§ Problem details
Copy the items from the first line through the line containing "[264,38,1320,880]", renaming "bicep" as "upper arm" and leaving everything else unchanged.

§ Data rows
+ + + + +

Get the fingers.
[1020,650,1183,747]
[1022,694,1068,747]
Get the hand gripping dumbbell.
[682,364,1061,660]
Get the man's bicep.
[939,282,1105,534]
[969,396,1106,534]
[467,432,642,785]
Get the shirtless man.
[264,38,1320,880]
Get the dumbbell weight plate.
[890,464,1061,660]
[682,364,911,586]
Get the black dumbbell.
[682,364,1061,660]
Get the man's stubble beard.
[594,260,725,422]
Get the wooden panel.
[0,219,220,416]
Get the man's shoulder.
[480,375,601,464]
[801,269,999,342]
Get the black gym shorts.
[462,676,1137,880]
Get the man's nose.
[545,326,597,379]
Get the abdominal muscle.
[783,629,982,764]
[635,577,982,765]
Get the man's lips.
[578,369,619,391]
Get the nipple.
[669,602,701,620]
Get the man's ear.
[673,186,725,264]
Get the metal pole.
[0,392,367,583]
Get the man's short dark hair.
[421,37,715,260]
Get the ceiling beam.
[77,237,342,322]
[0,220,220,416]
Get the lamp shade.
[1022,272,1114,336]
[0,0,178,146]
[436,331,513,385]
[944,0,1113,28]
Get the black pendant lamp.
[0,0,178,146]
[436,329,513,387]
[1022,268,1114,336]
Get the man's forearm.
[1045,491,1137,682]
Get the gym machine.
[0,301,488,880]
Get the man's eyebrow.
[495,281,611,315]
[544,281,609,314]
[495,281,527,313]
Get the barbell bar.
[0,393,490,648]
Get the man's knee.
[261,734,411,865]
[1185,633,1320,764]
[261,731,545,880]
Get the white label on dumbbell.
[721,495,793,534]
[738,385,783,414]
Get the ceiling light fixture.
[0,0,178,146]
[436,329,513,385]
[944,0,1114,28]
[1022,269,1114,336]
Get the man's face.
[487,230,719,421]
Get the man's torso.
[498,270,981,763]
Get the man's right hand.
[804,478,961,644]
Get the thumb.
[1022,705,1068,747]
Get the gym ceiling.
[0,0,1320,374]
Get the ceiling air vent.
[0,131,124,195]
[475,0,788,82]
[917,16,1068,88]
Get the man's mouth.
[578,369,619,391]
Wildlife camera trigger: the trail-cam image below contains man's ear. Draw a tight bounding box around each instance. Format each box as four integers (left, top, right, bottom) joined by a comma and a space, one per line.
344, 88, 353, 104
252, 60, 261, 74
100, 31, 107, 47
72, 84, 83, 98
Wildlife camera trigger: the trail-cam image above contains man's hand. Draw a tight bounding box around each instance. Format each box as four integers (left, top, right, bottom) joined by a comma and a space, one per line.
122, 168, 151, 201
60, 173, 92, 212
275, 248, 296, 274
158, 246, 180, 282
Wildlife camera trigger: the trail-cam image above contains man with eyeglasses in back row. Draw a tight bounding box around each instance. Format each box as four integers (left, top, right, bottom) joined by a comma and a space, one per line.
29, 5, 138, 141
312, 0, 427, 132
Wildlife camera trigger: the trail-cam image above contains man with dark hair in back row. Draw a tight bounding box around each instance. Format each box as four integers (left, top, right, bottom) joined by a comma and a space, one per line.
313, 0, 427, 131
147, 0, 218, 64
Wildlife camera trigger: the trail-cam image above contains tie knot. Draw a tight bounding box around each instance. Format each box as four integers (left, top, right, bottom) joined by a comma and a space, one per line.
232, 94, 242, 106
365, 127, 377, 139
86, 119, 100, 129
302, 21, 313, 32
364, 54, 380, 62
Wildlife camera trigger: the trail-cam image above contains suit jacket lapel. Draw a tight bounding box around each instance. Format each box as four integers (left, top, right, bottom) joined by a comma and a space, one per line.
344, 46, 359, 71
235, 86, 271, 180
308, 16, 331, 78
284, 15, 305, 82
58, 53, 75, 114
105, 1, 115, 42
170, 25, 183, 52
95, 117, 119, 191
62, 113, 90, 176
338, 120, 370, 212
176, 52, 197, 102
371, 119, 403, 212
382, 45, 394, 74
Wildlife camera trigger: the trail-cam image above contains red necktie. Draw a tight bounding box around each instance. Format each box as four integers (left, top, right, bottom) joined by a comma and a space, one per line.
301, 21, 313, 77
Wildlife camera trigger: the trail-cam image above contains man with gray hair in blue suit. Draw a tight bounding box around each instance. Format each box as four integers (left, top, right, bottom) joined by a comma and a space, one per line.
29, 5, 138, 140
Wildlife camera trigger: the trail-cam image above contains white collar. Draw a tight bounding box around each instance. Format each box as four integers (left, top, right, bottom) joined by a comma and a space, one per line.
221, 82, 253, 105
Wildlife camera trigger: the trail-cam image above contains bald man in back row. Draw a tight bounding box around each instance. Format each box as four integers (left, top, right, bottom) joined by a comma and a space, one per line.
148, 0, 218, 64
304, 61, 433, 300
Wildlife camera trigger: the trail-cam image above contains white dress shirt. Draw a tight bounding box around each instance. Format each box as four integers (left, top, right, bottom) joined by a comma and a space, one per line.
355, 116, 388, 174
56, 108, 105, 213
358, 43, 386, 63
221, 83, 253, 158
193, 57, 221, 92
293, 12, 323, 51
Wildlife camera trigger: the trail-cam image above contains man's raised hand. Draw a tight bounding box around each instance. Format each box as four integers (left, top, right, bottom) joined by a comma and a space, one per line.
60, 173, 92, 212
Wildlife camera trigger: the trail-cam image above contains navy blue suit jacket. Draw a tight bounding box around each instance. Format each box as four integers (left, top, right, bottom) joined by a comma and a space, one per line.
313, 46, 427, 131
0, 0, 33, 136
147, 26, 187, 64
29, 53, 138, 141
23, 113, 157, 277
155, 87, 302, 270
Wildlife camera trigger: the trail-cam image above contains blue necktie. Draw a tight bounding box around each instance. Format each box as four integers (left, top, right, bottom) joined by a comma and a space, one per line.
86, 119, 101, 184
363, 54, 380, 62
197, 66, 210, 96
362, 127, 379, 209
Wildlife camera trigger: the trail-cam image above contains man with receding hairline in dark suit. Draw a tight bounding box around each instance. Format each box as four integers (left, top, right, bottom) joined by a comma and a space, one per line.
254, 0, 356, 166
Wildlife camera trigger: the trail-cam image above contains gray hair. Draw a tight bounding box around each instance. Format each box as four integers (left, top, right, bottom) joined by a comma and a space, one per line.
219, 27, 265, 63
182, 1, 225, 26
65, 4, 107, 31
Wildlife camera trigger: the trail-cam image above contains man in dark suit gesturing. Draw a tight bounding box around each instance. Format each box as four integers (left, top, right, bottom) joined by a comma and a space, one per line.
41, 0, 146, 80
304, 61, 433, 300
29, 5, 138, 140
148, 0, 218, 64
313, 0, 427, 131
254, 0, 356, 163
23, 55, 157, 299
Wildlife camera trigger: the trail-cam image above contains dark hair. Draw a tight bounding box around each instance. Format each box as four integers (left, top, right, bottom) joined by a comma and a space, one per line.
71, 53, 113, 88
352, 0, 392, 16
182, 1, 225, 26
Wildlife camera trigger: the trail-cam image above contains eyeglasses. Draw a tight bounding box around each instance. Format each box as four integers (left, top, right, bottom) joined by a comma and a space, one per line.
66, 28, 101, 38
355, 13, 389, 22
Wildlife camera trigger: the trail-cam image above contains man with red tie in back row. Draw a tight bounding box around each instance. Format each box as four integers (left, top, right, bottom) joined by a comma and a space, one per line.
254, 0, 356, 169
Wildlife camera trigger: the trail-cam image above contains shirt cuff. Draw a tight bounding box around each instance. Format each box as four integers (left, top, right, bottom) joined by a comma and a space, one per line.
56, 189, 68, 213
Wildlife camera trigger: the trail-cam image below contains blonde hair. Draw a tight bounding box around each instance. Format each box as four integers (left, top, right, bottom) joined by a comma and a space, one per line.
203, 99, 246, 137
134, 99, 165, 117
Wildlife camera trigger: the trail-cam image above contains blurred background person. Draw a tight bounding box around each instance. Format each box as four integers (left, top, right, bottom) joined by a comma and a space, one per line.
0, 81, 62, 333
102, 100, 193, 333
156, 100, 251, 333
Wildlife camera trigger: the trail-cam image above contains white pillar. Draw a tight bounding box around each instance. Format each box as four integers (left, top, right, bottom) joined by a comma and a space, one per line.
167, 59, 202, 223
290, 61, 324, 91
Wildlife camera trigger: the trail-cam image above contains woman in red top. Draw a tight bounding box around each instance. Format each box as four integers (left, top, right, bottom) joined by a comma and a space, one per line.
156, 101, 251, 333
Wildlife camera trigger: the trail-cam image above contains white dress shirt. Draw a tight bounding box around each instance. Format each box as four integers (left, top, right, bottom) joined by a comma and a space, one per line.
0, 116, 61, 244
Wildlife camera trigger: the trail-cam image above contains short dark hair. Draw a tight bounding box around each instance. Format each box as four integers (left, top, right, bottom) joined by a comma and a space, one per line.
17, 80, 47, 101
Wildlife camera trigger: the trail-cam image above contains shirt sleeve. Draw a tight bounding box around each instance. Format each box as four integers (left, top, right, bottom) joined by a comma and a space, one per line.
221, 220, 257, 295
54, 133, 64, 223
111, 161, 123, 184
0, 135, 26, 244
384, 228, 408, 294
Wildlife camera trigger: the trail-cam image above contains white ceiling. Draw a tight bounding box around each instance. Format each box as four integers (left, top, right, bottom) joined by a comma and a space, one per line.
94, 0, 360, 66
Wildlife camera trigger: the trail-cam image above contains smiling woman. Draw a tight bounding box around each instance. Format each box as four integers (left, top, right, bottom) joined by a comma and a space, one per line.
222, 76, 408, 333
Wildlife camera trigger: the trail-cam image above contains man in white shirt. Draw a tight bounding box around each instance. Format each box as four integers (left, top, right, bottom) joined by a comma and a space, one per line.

+ + + + +

§ Solution for this task
Get the fingers.
[1020,650,1183,747]
[1022,694,1068,747]
Get the hand gripping dumbbell.
[682,364,1061,660]
Get the man's upper arm.
[939,282,1105,534]
[969,396,1106,534]
[467,432,642,785]
Get the shirtless man.
[264,38,1320,880]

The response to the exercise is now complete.